Text excerpt:
Sorting Apart "Various"[edit]

The "Various" section is... well, it's nearly the entirety of the page, so I'd say that it'd be great to break it up at least into two bits-- the obvious division being to pull into a separate section all of the quotes that are about the inseparability of: the self, life, the life-as-game, god, and the universe. I'm thinking of having a try at it, since having them all in one solid section would show how broadly the single idea pervades his work, and can be viewed from different angles; and is distinct in quality and quantity from, say, his social criticism. Of course, I wouldn't remove any quotes, just move them. Sburke 06:08, 10 October 2010 (UTC)

Creating "subjective" sub-headings is generally discouraged here — a more appropriate set of divisions which is used where such sections as this have become overly long is division by dates or eras — as has been done with a few of the more extensively quoted politicians, and recently with Albert Einstein — I might do this as a non-controversial edit shortly — am presently reviewing recent changes that have occurred while I was away. ~ Kalki (talk · contributions) 08:45, 10 October 2010 (UTC)
I hadn't even looked at the page prior to commenting, but there are perhaps many quotes that could be headed under sections for different works — I have several of his books immediately available in my library, and might delve into them for more material to fill out a few sections sometime this week; after that, if there is still a clear need for chronological divisions I might add these. ~ Kalki (talk · contributions) 08:49, 10 October 2010 (UTC)
Thank you for moving all those unsourced quotes! Anyway, that huge block of them just rubbed me the wrong way, in every way. If any of the quotes strike me as gems, I'll go hammer on Google Books for them again.
But on to other biz: thank you for pointing out that subjectivity in headings is discouraged; because as I think across quotes pages I've read before, I remember boggling over how the willy-nilly headings did vastly more harm than good.
So I understand why it is generally discouraged.
But I think that Watt's work over the years is exceptional in that each lecture/book has a topic, but is often linked with the central theme of his larger work: the unity of self and everything else. This is an unusual situation, compared to typical authors' books which are either the same thing over and over again, or are each about the book's one topic and that's pretty much it. Instead, he is generally (well, prototypically!) a sort of topic-plus-one, or, if you will, topic-plus-One!

Work to do: Resume the discussion about sorting apart the "Various" section of the quotes page, starting after its final sentence. The items that come next are not needed for this work.

Raw records:
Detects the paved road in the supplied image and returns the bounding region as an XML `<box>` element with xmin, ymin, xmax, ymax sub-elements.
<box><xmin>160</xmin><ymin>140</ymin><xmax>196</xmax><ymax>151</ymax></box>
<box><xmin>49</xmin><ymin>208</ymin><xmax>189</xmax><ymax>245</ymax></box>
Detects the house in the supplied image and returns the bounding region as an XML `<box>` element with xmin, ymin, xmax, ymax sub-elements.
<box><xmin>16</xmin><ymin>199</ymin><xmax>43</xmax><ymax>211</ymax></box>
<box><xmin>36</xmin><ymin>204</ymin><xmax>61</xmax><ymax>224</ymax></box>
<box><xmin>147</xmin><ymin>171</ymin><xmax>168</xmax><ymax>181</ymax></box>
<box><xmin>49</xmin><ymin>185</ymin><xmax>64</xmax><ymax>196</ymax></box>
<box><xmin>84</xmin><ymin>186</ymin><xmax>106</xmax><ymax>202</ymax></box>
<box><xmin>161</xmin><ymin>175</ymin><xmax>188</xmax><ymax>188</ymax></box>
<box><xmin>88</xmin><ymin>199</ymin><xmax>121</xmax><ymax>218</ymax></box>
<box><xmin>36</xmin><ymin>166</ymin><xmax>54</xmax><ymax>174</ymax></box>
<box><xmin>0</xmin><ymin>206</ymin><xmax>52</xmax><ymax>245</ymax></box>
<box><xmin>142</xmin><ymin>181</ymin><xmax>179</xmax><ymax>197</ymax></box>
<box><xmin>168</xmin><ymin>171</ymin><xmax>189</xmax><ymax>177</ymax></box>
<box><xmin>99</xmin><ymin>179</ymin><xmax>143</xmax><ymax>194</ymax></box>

Output for this exercise:
I am not, in the least, speculating or handwaving here: some days ago, I hardcopied the whole web page of quotes and sat down with it and had a try at going through and marking which ones were about self-and-everything. I was quite surprised by how little a sense of subjectivity was involved: only a few got a "maybe".
I think that unifying that one topic, self-as-everything, will benefit the whole Watts entry (in a way that a sheerly per-work classification would leave scattered), and that the other, per-work) sections would benefit from having the that topic's particular topic more focused.
(As to what to call the self-and-everything section, I'm quite stymied, but we'll wing it- nothing is cast in stone here. Wax maybe?)
(I was looking for something to do tonight... I guess. It beats doing the dishes.)
I'll put in anchors, for at least two reasons I can think of: we can discuss a quote by its anchor name; and that people can link to it externally by its anchor name (in anticipation of that glorious day when Wikipedia makes these anchors somehow visible... or are they and I just don't have some switch turned on?)
With everything in their current place but anchors inserted, then I'll precipitate out the self-as-everything stuff.
I've had to do this before, with authors whose books I've edited. ("Why do you keep discussing database normalization in a dozen little scattered sections instead of in one section we can put in an appendix or in chapter one?")
I'm glad that we can confer on this-- it's deep and complicated issues that we're trying to organize in ways optimally helpfully for the reader, and that's something that Watts strugged with for years upon years. 05:49, 29 October 2010 (UTC)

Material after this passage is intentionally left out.